Reading passage:
Deal with underlying complexity.
How companies make decisions is a whole topic in itself. Having a meeting that comes to a clear conclusion and decision certainly relies on good facilitation and psychological safety as prerequisites. But it’s not sufficient. If you’re trying to make decisions in a high-complexity environment, there is more chance you need more people in the room, have a lower chance of coming to a clear conclusion, and a greater chance of having to revisit the decision at a later point. Addressing underlying complexity has many other advantages as well! Complexity isn’t always visible so if you spot these meeting symptoms you may want to dig deeper into what complexity is causing it.
Make space for collaboration.
Have you ever been in a meeting because that’s the only way you could ensure you got the input you needed from a particular individual? Or maybe you are that individual, always pulled into meetings because people needed you to contribute your knowledge or experience? Using meetings to “book” people’s time is a symptom of over-utilisation and lack of focus. Teams should be able to pull in anyone and everyone necessary into pairing or ensemble collaboration on an ad-hoc basis (which managers should not view as a meeting!) - if they can’t, then you may need to make deliberate space for these collaboration points until the root cause has been addressed.
Make space for reflection.
Being able to zoom out on what you’re doing is a form of context switching, so can be very disruptive for developers, but is also a way of ensuring that everyone is heading in the same direction and a chance to spot potential problems before they occur. Some people find it easier than others to zoom out to the bigger picture, but it’s a necessary part of effective teamwork. Some teams do manage to do this kind of reflection async; I’ve found that many teams need quite a lot of practice before this is possible. Making space for reflection and even guiding people through those reflections (e.g. through structured retros) is a valuable use of time and takes us right back to where we started - with people being aligned around a single, clear goal.
One of the things you may have spotted is that reducing the number of meetings may actually require you to have more meetings in the short term. Too many meetings may be an issue that needs to get worse before it gets better. If you’re in an environment which is already suffering meeting burn-out, getting out of this vicious cycle can be difficult - developers (and management!) may fiercely resist adding more meetings, and I’ve even experienced environments where developers just don’t turn up.
In those cases, resetting expectations is needed before progressing. Retros may be used to dig into “why did we need so many meetings?” - simply addressing “what meetings could we drop next week” is unlikely to break out of the cycle, and could even make it worse. Bringing remote and hybrid teams together for a week of co-located code-retreat type work can help reset behaviours and give the team the chance to have some of the conversations in a less formal way. And bringing in external facilitators can be a stunningly effective way to break people out of bad habits - as well as giving everyone the chance to learn a few facilitation tips first-hand.
At the end of the day, the real task is in tackling goal-setting, focus, trust, psychological safety, over-utilisation and underlying complexity. Your problem is not the meetings. Too many meetings is the symptom, not the disease.

Extracted data:
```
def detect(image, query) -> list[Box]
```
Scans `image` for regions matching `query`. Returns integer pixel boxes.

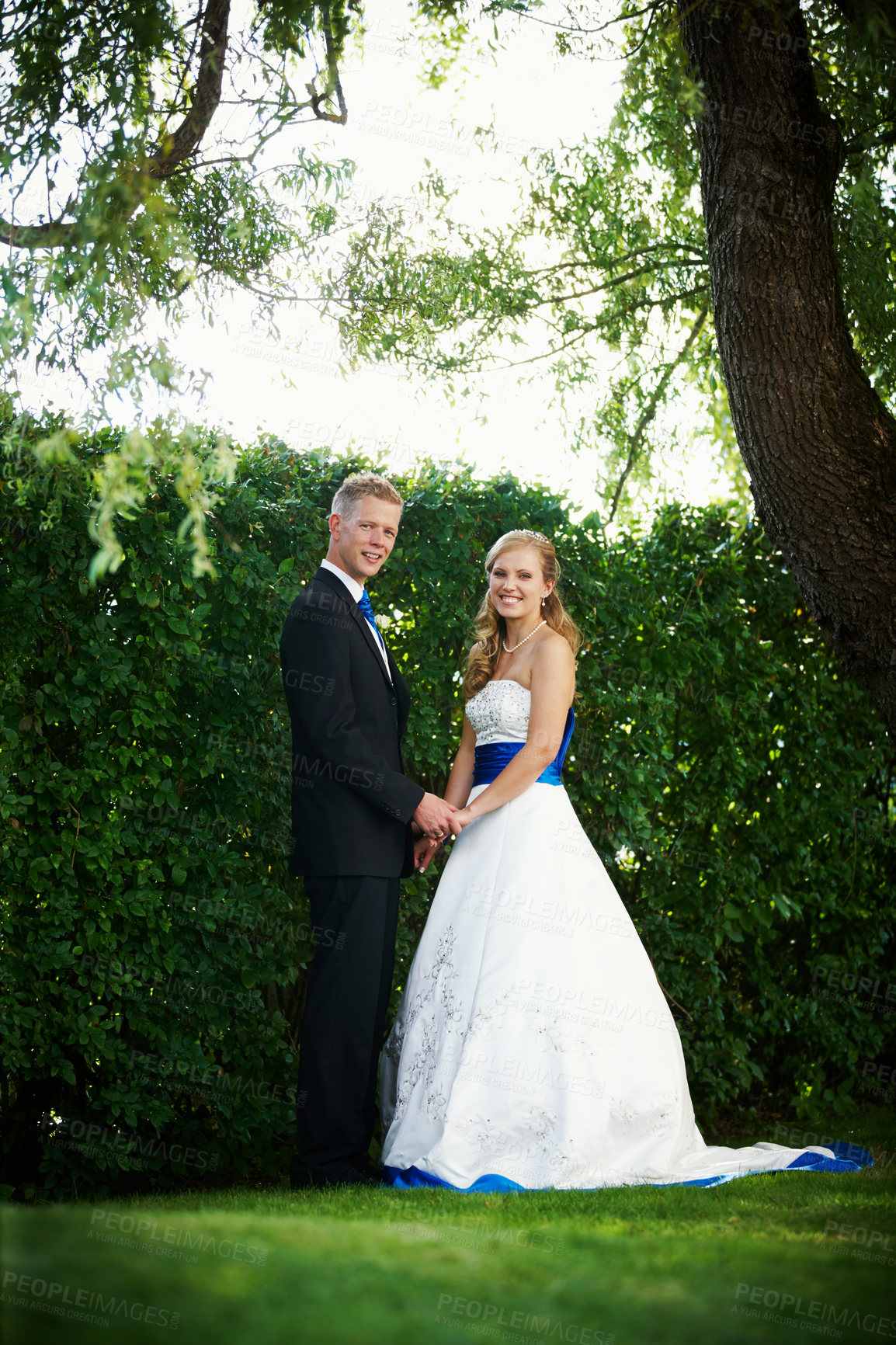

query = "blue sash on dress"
[471,705,576,790]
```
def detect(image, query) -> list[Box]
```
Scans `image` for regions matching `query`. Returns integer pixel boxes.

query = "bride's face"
[488,546,553,617]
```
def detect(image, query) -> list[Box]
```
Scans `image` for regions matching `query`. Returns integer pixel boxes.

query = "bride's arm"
[454,638,576,823]
[446,714,476,808]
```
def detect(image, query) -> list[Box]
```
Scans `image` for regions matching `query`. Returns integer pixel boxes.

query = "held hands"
[412,794,470,841]
[412,801,475,873]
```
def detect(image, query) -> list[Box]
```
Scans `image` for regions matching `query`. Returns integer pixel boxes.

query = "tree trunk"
[678,0,896,744]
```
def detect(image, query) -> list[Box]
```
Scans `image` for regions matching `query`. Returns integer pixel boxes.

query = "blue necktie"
[358,589,386,654]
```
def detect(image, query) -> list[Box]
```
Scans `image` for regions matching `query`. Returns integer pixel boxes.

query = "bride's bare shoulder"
[531,630,576,667]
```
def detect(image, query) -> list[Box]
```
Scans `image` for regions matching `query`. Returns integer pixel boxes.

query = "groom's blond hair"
[330,472,405,518]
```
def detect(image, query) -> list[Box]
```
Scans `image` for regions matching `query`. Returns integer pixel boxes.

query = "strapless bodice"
[467,678,531,746]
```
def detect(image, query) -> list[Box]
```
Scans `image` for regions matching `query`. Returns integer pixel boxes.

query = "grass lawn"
[2,1108,896,1345]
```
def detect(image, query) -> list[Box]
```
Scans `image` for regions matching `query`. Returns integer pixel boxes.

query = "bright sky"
[23,0,737,522]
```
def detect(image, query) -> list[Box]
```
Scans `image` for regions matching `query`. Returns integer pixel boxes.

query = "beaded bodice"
[467,678,531,746]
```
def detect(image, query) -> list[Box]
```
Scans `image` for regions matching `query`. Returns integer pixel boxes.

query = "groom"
[280,472,460,1187]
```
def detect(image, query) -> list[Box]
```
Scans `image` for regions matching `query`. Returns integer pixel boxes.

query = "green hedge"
[0,424,896,1197]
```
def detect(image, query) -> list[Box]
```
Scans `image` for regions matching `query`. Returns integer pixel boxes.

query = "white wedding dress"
[380,679,870,1190]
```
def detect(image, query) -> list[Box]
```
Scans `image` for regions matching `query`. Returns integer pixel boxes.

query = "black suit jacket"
[280,566,425,878]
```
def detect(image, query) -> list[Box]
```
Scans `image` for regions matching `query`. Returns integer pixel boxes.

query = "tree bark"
[678,0,896,745]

Task goal:
The passage on meetings ends by naming what the real task is to tackle. List each item it names there.

Solution to the exercise:
- goal-setting
- focus
- trust
- psychological safety
- over-utilisation
- underlying complexity